"...phenological events and their timing are now widely recognized as ideal indicators of how local and global climate changes are affecting ecosystems at local to global scales."

• Introduction
• The importance of phenology to humans
• Phenology and global warming
• Phenology internationally
• Phenology in the United States
• Region-specific networks in the USA-NPN
• Conclusion
• Endnotes
• Author information
• Additional web resources

Introduction

• (Back to top) The vast yearly migrations of wildebeest and other herbivores across the savannas of East Africa as they follow rain-induced grass growth, and are in turn followed by their predators...
• The appearance every fall of millions of monarch butterflies in the Sierra Madre mountains of Mexico, where they overwinter and produce a new generation that migrates back north the following spring...
• The sweet scents and beautiful sight of spring-flowering citrus, apple and other fruit trees (perhaps most famously, the cherry blossoms of Japan) along with their subsequent pollination and the setting of fruit...

============================================================

▶ [Brief]:
In the phenology passage, where do monarch butterflies appear every fall to overwinter?

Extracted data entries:
============================================================

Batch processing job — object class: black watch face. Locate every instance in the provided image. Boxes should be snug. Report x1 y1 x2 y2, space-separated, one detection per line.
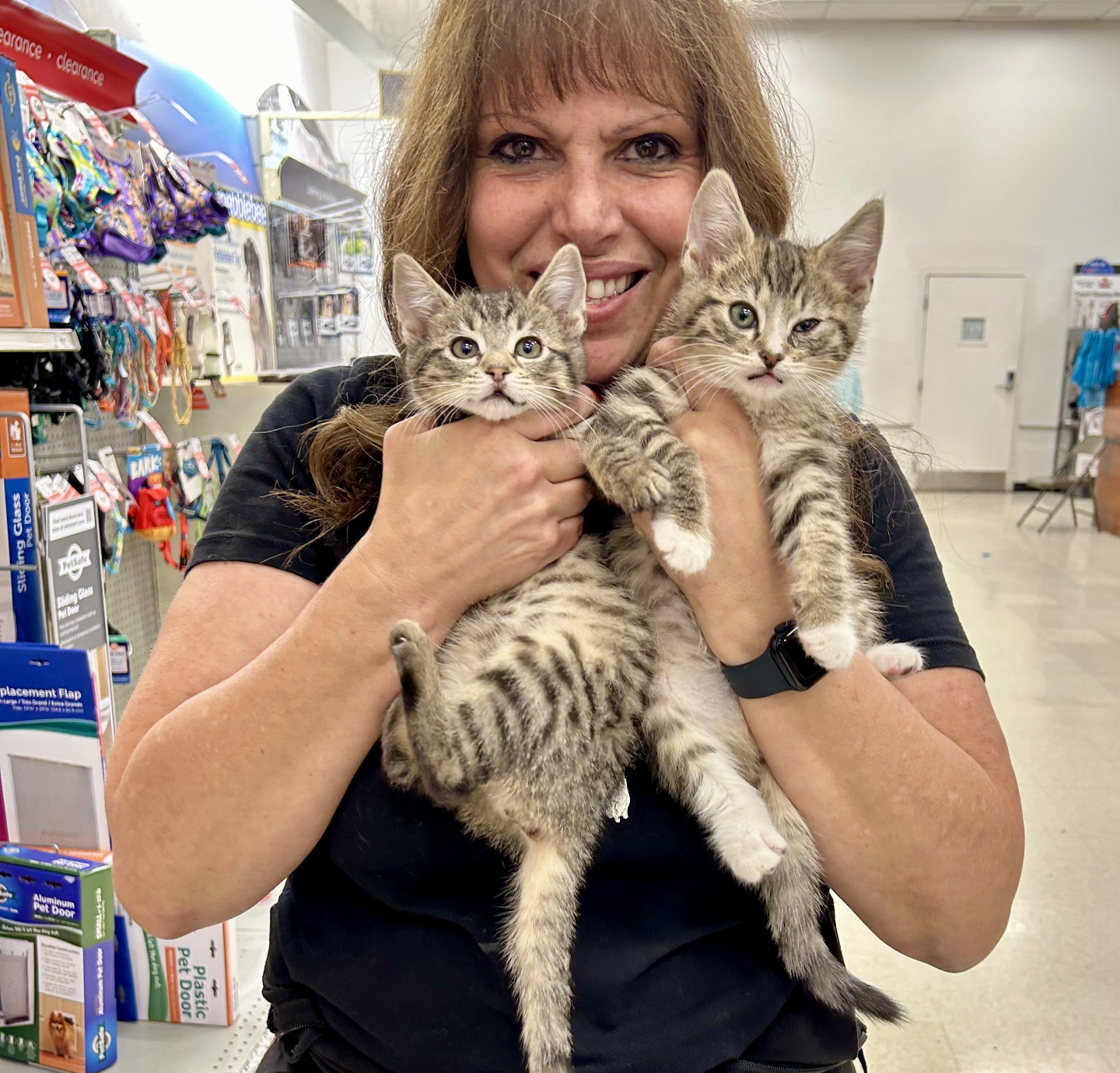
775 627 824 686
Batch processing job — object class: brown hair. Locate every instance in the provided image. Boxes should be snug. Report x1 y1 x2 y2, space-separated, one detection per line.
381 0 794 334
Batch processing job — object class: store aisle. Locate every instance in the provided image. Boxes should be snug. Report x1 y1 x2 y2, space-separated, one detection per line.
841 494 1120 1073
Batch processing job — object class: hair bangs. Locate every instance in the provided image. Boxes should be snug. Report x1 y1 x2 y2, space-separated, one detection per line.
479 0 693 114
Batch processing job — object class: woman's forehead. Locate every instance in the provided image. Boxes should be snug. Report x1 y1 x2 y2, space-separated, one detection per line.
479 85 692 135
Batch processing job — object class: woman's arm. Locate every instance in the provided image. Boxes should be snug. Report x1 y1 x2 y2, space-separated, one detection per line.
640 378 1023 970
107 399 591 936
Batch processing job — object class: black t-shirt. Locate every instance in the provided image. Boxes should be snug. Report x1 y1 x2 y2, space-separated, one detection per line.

============================================================

▶ [Final answer]:
In the Sierra Madre mountains of Mexico.